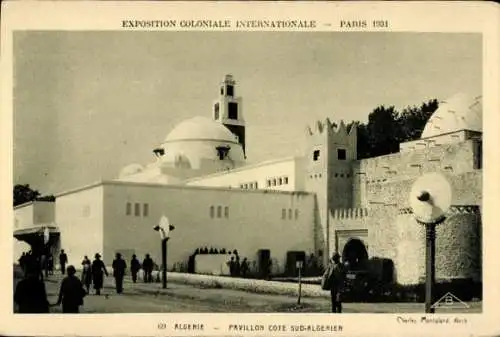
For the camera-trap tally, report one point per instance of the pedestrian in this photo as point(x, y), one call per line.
point(86, 273)
point(333, 280)
point(63, 259)
point(135, 266)
point(231, 265)
point(98, 271)
point(147, 267)
point(22, 261)
point(71, 293)
point(50, 264)
point(244, 267)
point(119, 267)
point(237, 266)
point(30, 294)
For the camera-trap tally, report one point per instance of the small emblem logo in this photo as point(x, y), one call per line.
point(449, 301)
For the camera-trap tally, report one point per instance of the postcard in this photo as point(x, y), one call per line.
point(249, 168)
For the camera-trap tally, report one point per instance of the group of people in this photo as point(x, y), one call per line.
point(30, 294)
point(237, 269)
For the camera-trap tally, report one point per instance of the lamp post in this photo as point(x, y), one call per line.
point(430, 199)
point(299, 265)
point(164, 228)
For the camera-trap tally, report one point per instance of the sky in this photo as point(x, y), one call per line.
point(87, 104)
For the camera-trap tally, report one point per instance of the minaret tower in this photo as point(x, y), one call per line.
point(227, 109)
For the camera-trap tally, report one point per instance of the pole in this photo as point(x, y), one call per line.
point(164, 262)
point(300, 283)
point(430, 252)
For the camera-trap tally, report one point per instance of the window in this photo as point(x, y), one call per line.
point(216, 111)
point(232, 110)
point(341, 154)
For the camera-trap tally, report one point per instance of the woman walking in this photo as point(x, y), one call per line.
point(98, 271)
point(86, 273)
point(71, 293)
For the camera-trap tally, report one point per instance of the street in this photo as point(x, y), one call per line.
point(150, 298)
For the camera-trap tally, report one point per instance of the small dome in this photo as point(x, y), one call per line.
point(131, 169)
point(201, 128)
point(460, 112)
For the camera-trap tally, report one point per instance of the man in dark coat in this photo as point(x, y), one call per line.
point(147, 266)
point(71, 293)
point(63, 259)
point(135, 266)
point(119, 267)
point(98, 271)
point(336, 281)
point(30, 294)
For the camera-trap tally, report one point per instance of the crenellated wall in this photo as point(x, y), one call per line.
point(458, 246)
point(372, 178)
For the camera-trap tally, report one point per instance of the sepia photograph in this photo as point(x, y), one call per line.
point(243, 172)
point(246, 170)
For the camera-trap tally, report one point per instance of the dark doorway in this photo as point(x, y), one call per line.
point(355, 254)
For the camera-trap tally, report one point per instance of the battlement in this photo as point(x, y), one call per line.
point(327, 126)
point(350, 213)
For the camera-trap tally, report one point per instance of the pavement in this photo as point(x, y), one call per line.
point(151, 298)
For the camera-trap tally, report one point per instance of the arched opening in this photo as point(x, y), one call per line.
point(355, 254)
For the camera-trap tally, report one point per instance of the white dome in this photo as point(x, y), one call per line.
point(201, 128)
point(460, 112)
point(131, 169)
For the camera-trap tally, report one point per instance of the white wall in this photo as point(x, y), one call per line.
point(259, 173)
point(79, 216)
point(254, 221)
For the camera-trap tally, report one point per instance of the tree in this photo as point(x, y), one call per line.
point(386, 128)
point(24, 194)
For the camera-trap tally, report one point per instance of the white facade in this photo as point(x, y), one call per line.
point(282, 175)
point(79, 216)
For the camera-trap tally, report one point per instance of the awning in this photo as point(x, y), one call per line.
point(37, 229)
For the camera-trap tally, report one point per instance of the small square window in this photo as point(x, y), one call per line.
point(341, 154)
point(232, 110)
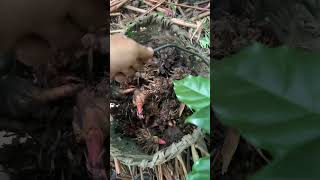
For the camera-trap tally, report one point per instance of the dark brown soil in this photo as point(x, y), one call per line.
point(161, 107)
point(51, 151)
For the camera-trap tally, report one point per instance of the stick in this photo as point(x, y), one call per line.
point(113, 8)
point(117, 166)
point(132, 8)
point(207, 13)
point(116, 31)
point(115, 14)
point(154, 7)
point(192, 7)
point(183, 23)
point(158, 8)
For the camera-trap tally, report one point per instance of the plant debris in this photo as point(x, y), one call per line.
point(151, 116)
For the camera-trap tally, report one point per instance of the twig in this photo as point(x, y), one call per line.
point(115, 14)
point(132, 8)
point(117, 166)
point(183, 23)
point(158, 8)
point(182, 164)
point(192, 7)
point(116, 31)
point(199, 24)
point(202, 15)
point(113, 8)
point(194, 153)
point(154, 7)
point(202, 2)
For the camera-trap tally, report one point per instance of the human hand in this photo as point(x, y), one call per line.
point(126, 57)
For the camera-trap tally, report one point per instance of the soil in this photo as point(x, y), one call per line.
point(161, 107)
point(51, 150)
point(232, 31)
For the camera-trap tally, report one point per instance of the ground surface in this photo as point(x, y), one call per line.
point(232, 31)
point(161, 108)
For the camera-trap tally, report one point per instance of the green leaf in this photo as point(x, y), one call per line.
point(200, 169)
point(193, 91)
point(300, 163)
point(272, 95)
point(201, 119)
point(205, 42)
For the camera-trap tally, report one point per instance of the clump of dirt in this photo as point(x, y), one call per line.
point(151, 114)
point(51, 151)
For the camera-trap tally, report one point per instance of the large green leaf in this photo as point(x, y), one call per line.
point(201, 119)
point(193, 91)
point(271, 95)
point(200, 169)
point(300, 163)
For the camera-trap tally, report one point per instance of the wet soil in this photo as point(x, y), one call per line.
point(51, 151)
point(161, 108)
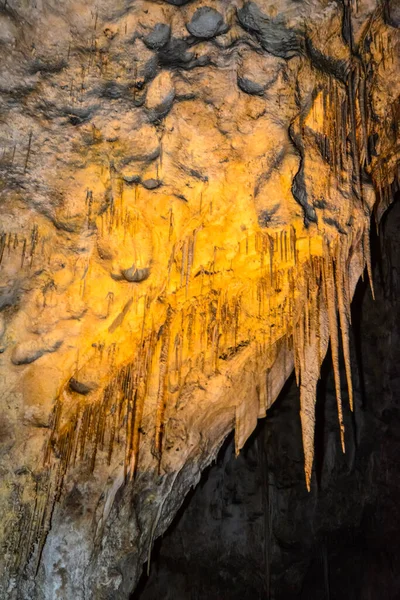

* [EXERCISE AIM] Shift every x and y coordinate up by 75 in the items above, from the line containing "the small square" through the line containing "point(151, 116)", both ends included. Write out that stretch again with the requests kept and the pictures left out.

* [RESPONSE FOR THIS EXERCISE]
For the camera-trap tally, report one point per instance of the small square window in this photo as point(x, y), one call per line.
point(416, 229)
point(307, 185)
For the camera-trap tally, report one point per instance of the dark brown soil in this photo as point(x, y), one call per line.
point(236, 182)
point(126, 226)
For the camera-trap tally, report one point per instance of the stick in this photo as point(x, y), one call per line.
point(188, 83)
point(192, 241)
point(207, 83)
point(282, 88)
point(191, 106)
point(190, 89)
point(229, 82)
point(267, 82)
point(258, 98)
point(233, 83)
For the camera-trap tally, report one point per instance of the plant debris in this photo as point(x, y), one call per line.
point(226, 191)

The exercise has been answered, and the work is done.